● **EXERCISE AIM**
How many lines in the material below contain the word "white"? Reply with the number alone.

═════ SUPPLIED RECORDS ═════

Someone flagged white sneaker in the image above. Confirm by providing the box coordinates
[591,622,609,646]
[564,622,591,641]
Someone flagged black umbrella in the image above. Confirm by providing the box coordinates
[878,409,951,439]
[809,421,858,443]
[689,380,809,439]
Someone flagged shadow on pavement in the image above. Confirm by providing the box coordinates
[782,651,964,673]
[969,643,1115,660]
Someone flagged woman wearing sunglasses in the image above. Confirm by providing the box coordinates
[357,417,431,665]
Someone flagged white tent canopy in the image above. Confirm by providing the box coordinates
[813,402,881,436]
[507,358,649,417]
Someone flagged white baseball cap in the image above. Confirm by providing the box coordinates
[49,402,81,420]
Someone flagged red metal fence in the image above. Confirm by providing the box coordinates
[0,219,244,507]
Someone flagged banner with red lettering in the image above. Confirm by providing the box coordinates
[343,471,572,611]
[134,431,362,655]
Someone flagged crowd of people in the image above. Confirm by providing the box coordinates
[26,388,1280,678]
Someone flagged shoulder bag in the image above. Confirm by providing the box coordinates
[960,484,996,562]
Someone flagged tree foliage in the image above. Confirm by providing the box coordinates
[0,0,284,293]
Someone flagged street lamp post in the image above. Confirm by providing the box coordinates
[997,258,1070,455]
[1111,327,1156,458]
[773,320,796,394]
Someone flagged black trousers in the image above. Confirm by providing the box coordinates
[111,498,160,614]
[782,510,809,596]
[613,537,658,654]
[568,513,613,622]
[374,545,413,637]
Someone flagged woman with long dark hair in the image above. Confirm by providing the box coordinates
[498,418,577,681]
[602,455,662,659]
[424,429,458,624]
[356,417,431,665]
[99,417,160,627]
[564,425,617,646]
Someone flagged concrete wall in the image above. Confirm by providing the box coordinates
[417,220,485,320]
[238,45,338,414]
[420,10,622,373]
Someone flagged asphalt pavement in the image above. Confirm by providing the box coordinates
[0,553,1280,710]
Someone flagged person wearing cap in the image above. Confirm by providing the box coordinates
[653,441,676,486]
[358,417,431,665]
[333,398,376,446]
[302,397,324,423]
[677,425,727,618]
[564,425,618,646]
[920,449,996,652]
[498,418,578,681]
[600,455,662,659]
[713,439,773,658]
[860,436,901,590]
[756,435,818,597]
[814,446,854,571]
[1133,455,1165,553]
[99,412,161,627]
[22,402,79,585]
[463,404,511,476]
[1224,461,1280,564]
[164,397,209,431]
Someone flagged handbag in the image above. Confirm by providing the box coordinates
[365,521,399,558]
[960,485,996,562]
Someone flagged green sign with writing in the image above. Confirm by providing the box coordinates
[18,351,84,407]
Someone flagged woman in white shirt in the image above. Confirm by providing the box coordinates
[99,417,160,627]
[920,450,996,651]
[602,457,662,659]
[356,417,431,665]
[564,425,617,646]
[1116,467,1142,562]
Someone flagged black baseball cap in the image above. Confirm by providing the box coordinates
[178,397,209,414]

═════

● **EXPECTED OUTPUT**
4